Passage shown:
****************

Zach Lavin

Personal information
- Full name: Zachary Lavin
- Born: January 31, 1997 (age 29) Essex, Ontario, Canada
- Years active: 2019–present
- Height: 6 ft 1 in (185 cm)
- Weight: 210 lb (95 kg; 15 st)

Sport
- Country: Canada
- Sport: Ice sled hockey
- Position: Defense

Medal record
Para ice hockey
Representing Canada
Paralympic Games
| Silver medal – second place | 2022 Beijing | Team competition |
| Silver medal – second place | 2026 Milano Cortina | Team competition |
World Championships
| Gold medal – first place | 2024 Calgary | Team competition |
| Silver medal – second place | 2019 Ostrava | Team competition |
| Silver medal – second place | 2021 Ostrava | Team competition |
| Silver medal – second place | 2023 Moose Jaw | Team competition |
| Silver medal – second place | 2025 Buffalo | Team competition |

= Zach Lavin =

Canadian ice sledge hockey player (born 1997)

Zachary Lavin (born January 31, 1997) is a Canadian ice sled hockey player who was a member of the Canada national para ice hockey team that won silver at the 2022 and 2026 Winter Paralympics.

==Career==
Lavin made his international debut for Canada at the 2019 World Para Ice Hockey Championships, where he ranked tenth in tournament scoring with three goals and five assists, and won a silver medal. He again represented Canada at the 2021 World Para Ice Hockey Championships and won a silver medal. He again represented Canada at the 2024 World Para Ice Hockey Championships and won a gold medal.

Lavin represented Canada at the 2022 Winter Paralympics and won a silver medal.

On January 20, 2026, he was again selected to represent Canada at the 2026 Winter Paralympics. He won a silver medal, Canada's third consecutive silver medal in Para ice hockey at the Winter Paralympics.

==Personal life==
In February 2015, Lavin got lost on a hiking trip in the Rocky Mountains for three days, as a result he suffered severe frostbite to his hands and feet. He overcame frostbite to his hands, but could not overcome the frostbite to his feet, which led to both his legs being amputated below the knee. He spent more than a week in the hospital being treated for frostbite and nearly four months in the hospital recovering from the surgery. He was introduced to the sport of ice sled hockey by former Canadian national team member Chris Cederstrand, and began playing para ice hockey with the Calgary Scorpions in 2016.

****************

Data supplied:
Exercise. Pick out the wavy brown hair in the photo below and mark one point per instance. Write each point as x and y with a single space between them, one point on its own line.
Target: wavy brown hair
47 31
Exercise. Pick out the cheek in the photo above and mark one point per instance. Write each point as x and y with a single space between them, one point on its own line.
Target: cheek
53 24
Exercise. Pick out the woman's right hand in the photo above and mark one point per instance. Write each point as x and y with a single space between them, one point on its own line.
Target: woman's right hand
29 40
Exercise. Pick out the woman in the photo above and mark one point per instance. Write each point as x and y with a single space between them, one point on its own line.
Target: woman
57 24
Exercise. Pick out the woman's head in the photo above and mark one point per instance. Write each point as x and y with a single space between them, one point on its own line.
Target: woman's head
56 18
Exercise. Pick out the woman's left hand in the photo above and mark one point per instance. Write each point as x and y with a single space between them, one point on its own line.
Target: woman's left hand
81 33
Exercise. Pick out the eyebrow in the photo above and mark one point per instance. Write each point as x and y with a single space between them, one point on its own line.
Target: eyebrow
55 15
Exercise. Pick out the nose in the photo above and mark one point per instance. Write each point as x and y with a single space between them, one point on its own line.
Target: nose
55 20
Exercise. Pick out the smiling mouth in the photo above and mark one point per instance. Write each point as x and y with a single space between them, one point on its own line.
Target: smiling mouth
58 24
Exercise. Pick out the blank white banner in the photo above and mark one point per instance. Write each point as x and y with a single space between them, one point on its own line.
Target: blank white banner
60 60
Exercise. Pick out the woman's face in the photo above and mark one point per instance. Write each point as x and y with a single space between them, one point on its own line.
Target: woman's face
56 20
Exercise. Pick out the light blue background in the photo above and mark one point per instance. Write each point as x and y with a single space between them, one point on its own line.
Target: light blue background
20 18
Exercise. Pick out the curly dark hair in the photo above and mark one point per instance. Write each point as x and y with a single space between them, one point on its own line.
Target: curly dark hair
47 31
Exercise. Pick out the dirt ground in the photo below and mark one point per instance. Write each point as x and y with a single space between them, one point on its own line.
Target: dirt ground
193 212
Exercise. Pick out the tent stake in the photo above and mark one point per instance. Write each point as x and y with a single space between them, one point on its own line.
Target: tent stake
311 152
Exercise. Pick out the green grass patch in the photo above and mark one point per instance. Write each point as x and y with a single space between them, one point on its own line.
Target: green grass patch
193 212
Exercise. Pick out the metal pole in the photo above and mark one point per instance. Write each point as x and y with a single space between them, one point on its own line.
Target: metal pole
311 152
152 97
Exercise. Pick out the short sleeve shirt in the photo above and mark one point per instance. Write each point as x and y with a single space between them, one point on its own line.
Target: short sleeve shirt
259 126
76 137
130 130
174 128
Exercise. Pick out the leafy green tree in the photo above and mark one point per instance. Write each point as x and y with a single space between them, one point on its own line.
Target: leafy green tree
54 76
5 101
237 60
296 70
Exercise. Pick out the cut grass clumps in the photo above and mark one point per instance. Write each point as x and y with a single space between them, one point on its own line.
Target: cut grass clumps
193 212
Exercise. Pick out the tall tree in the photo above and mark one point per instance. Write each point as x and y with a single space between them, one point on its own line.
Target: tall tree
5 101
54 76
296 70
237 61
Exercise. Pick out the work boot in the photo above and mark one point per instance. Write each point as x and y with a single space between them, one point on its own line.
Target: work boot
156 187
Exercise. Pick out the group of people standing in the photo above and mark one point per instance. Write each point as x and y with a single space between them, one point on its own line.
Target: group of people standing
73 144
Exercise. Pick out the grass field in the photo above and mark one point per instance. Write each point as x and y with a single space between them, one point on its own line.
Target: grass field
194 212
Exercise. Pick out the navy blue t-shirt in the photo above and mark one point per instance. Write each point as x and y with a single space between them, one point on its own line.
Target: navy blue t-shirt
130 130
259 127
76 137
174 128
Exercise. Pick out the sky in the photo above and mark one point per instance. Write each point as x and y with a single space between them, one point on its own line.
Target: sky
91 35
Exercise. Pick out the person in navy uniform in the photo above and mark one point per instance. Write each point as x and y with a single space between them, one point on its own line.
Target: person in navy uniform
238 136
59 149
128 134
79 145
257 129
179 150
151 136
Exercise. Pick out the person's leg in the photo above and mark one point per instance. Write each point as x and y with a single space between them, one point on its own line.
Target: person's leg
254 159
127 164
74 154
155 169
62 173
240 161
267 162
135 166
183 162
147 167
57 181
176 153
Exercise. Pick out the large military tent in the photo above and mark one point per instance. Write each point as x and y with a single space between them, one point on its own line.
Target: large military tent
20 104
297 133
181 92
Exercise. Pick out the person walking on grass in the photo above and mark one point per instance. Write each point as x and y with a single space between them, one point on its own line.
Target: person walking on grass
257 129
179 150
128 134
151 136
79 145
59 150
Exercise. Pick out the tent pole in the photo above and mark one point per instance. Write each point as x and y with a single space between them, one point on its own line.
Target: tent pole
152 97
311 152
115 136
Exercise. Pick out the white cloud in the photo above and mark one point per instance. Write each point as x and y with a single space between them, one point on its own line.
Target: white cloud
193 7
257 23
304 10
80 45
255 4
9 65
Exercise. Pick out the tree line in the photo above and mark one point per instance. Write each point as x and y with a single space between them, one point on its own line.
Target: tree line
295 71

****************

Brief 1: Reproduce, word for word, everything in the Zach Lavin article from "Personal information" down to "(95 kg; 15 st)".
Brief 2: Using the Zach Lavin article, mark each statement as yes or no and quote the words that decide it. (a) Lavin's first international appearance for Canada came at the 2019 World Para Ice Hockey Championships. (b) Lavin plays forward. (c) Lavin started playing para ice hockey with the Calgary Scorpions in 2015.
Brief 3: Summarize the Zach Lavin article in two sentences.

Reply 1:
Personal information
- Full name: Zachary Lavin
- Born: January 31, 1997 (age 29) Essex, Ontario, Canada
- Years active: 2019–present
- Height: 6 ft 1 in (185 cm)
- Weight: 210 lb (95 kg; 15 st)

Reply 2:
(a) Yes: "Lavin made his international debut for Canada at the 2019 World Para Ice Hockey Championships"
(b) No: "Position: Defense"
(c) No: "began playing para ice hockey with the Calgary Scorpions in 2016"

Reply 3: Zachary Lavin, born January 31, 1997, is a Canadian ice sled hockey player on defense who won silver with Canada at the 2022 and 2026 Winter Paralympics, along with a gold and several silver medals at the World Championships. After getting lost on a hiking trip in the Rocky Mountains in February 2015, he had both legs amputated below the knee because of frostbite, and he began playing para ice hockey with the Calgary Scorpions in 2016.